*Problem requirements:* Continue the text about the Austrian Litigation Association of NGOs against discrimination from its final sentence.
### Quoted text
The Austrian Litigation Association of NGOs against discrimination is an umbrella organisation of 13 (March 2009) organisations committed to combatting discrimination on the grounds of sex/gender, ethnic origin, religion and belief, disability, sexual orientation and age. It seems unique that organisations dealing with all grounds participate.
The organisation is not profit-minded but strives to implement the rights of those who suffer discrimination. Additionally, the recognition of the role of NGOs to the further development of the legislation and judicial practice concerning discrimination should be promoted and enforced in the public.

The main work of the Litigation Association is to consult its members and the clients of those NGOs as well as to send advisory experts to the Commission on Equal Treatment.

Thanks to § 62 of the Equal Treatment Act (GlBG) which provides for the possibility to intervene in favour of plaintiffs, the Klagsverband attends victims of indirect or direct discrimination in the litigation. This additional legal protection exists with regard to discrimination at work as well as in other situation like the access to services and goods (housing, access to restaurants and clubs, travel, …).

Finally, the Klagsverband is part of a wide network of organisations and provides these contacts to victims of discrimination.
######
### Records supplied
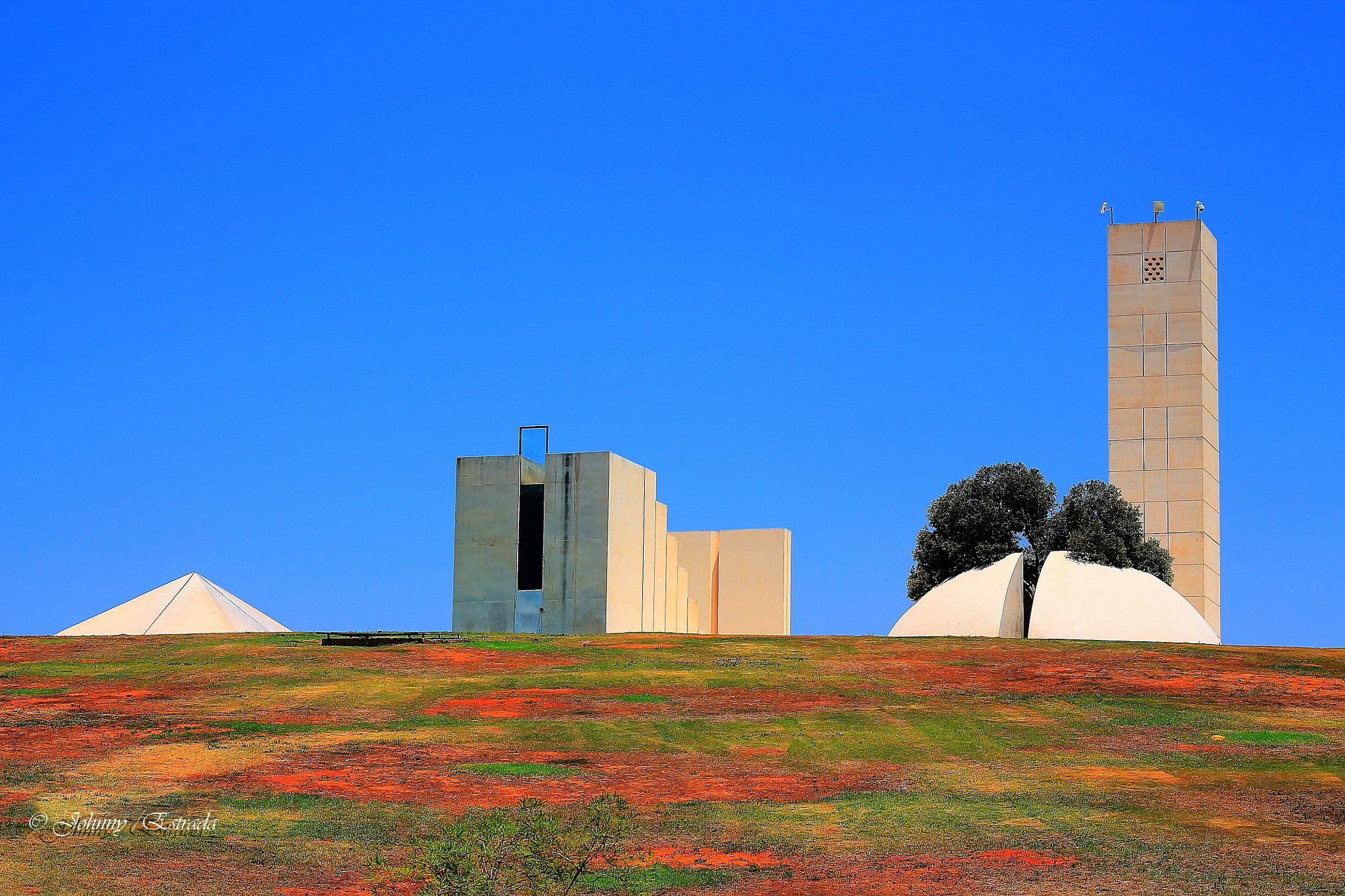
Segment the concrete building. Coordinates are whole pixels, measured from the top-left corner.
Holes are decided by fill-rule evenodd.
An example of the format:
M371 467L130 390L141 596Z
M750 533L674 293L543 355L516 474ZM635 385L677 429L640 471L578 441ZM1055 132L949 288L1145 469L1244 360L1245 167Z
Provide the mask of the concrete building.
######
*Answer to this exercise:*
These organisations are (October 2010; in alphabetical order):

•BIZEPS - Zentrum für Selbstbestimmtes Leben
•dabei - dachverband berufliche integration Austria
•FRAUENSERVICE Graz
•Helping Hands Graz
•Homosexuelle Initiative Wien (HOSI Wien)
•ISOP - Innovative Sozialprojekte
•LEFÖ - Beratung, Bildung und Begleitung für Migrantinnen
•Ludwig Boltzmann Institut für Menschenrechte - Forschungsverein (BIM-FV)
•maiz - Autonomes Zentrum von und für Migrantinnen
•Österreichischer Gehörlosenbund (ÖGLB)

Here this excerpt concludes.